== RAW DATA ==

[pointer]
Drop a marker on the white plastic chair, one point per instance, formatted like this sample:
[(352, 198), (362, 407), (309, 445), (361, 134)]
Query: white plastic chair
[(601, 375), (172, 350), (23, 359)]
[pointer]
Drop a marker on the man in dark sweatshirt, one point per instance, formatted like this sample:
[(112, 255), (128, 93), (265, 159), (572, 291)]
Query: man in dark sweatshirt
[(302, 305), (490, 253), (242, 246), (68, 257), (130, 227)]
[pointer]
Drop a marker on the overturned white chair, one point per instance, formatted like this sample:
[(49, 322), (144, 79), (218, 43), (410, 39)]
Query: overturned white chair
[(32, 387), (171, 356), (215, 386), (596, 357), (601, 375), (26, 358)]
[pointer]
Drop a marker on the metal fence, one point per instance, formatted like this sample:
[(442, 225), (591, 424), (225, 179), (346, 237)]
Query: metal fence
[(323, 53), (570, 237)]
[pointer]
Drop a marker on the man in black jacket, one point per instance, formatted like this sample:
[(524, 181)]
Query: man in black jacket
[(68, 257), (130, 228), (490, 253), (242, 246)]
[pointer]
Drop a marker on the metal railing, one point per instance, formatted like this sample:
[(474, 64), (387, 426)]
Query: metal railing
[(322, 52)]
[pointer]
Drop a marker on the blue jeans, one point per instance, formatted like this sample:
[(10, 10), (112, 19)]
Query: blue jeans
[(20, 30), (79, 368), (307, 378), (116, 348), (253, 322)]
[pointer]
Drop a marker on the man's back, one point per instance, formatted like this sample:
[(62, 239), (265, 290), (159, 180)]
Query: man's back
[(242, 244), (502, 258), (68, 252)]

===

Extract every row above verbatim and keep each line and point list unchanged.

[pointer]
Drop a marker on the white plastic chair, one point per instance, formatted like this sample:
[(352, 198), (362, 407), (309, 445), (361, 134)]
Query: white plastic chair
[(601, 375), (172, 350), (23, 359)]
[pointer]
Drop a marker on the man in dark sweatshirt, one point per instance, formatted like this sample:
[(112, 255), (128, 93), (265, 159), (572, 291)]
Query: man in dark sweatshirt
[(302, 305), (490, 253), (242, 246), (68, 257), (130, 227)]
[pointer]
Drop a marker on the overturned white chair, one point per instance, formatted like this sample:
[(49, 322), (144, 79), (218, 43), (410, 39)]
Query: overturned white chair
[(32, 387), (171, 356), (215, 386), (596, 357), (601, 375), (26, 358)]
[pointer]
Drop a marker on the metal fence, one point per instance, formatted like this sample:
[(442, 225), (591, 424), (225, 179), (346, 237)]
Query: metal fence
[(323, 53), (570, 237)]
[pointer]
Drop a marker on the man in black jacket, one point per instance, formatted like this sample:
[(524, 181)]
Query: man in black jacket
[(68, 257), (130, 228), (490, 253), (242, 246)]
[pointer]
Drop a marker on the metal railing, one point per instance, formatted like this sample:
[(474, 64), (387, 426)]
Query: metal railing
[(322, 52)]
[pointer]
Drop a marker on the blue jeans, one point per instance, formatted like this sample:
[(10, 10), (112, 19)]
Query: blue jeans
[(20, 30), (79, 368), (307, 378), (116, 348), (253, 322)]
[pointer]
Drop a marker on the man's back, one point per instance, formatted like this sample:
[(62, 239), (265, 290), (159, 180)]
Query: man's back
[(242, 244), (502, 258), (68, 252)]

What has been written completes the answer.